Return every line below in which "point" appears.

Saved entries
[Start of section]

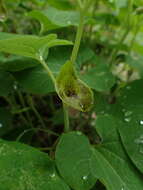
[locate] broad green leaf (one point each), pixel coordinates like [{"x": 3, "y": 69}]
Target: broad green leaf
[
  {"x": 73, "y": 91},
  {"x": 73, "y": 156},
  {"x": 53, "y": 18},
  {"x": 6, "y": 83},
  {"x": 62, "y": 4},
  {"x": 23, "y": 167},
  {"x": 3, "y": 12},
  {"x": 62, "y": 55},
  {"x": 29, "y": 45},
  {"x": 99, "y": 78},
  {"x": 35, "y": 80},
  {"x": 109, "y": 162},
  {"x": 5, "y": 121},
  {"x": 17, "y": 63},
  {"x": 131, "y": 129},
  {"x": 136, "y": 63}
]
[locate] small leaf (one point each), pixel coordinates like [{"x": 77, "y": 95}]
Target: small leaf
[
  {"x": 53, "y": 18},
  {"x": 73, "y": 91}
]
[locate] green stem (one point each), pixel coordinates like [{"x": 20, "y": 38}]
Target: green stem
[
  {"x": 66, "y": 118},
  {"x": 78, "y": 38},
  {"x": 31, "y": 103},
  {"x": 22, "y": 101},
  {"x": 137, "y": 29},
  {"x": 47, "y": 69}
]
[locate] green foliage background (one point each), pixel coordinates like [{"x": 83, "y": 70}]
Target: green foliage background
[{"x": 104, "y": 147}]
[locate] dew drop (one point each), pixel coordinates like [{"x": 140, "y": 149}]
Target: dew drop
[
  {"x": 139, "y": 140},
  {"x": 53, "y": 175},
  {"x": 127, "y": 119},
  {"x": 128, "y": 87},
  {"x": 141, "y": 150},
  {"x": 141, "y": 122},
  {"x": 79, "y": 133},
  {"x": 68, "y": 22},
  {"x": 15, "y": 87},
  {"x": 41, "y": 58},
  {"x": 128, "y": 113},
  {"x": 84, "y": 177}
]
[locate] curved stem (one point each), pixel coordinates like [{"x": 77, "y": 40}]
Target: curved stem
[
  {"x": 47, "y": 69},
  {"x": 31, "y": 103},
  {"x": 66, "y": 118},
  {"x": 78, "y": 38}
]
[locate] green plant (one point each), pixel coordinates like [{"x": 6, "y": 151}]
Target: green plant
[{"x": 71, "y": 110}]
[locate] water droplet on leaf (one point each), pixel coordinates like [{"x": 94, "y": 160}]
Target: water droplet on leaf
[
  {"x": 128, "y": 113},
  {"x": 141, "y": 122},
  {"x": 79, "y": 133},
  {"x": 127, "y": 119},
  {"x": 139, "y": 140},
  {"x": 69, "y": 22},
  {"x": 84, "y": 177},
  {"x": 3, "y": 13},
  {"x": 53, "y": 175}
]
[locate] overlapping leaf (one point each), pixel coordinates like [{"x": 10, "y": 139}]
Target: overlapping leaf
[{"x": 23, "y": 167}]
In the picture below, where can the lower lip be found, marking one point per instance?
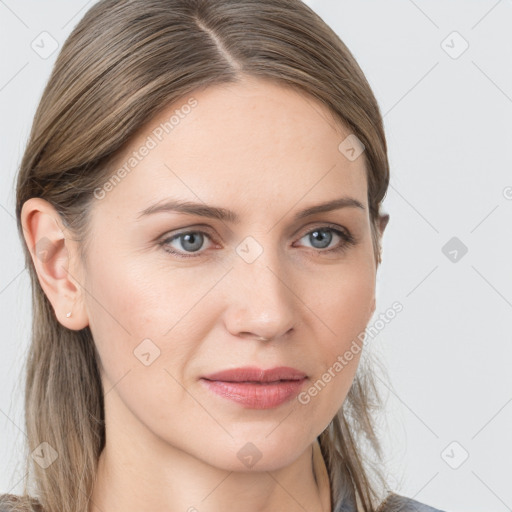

[End of section]

- **Response below**:
[locate] broad green leaf (one point each), pixel coordinates like [{"x": 3, "y": 69}]
[locate] small leaf (one point each), pixel coordinates like [{"x": 77, "y": 95}]
[locate] green stem (one point each), pixel coordinates like [{"x": 20, "y": 38}]
[locate] green foliage background (one point each), pixel coordinates like [{"x": 83, "y": 70}]
[locate] dew drop (one point each), pixel coordinates like [{"x": 140, "y": 149}]
[locate] curved stem (one point each), pixel coordinates like [{"x": 77, "y": 40}]
[locate] green plant (one point each), pixel coordinates like [{"x": 6, "y": 151}]
[locate] water droplet on leaf (one point each), pixel coordinates like [{"x": 94, "y": 160}]
[locate] overlapping leaf (one point each), pixel coordinates like [{"x": 10, "y": 139}]
In the picture below, where can the lower lip be found, marking one point per instance?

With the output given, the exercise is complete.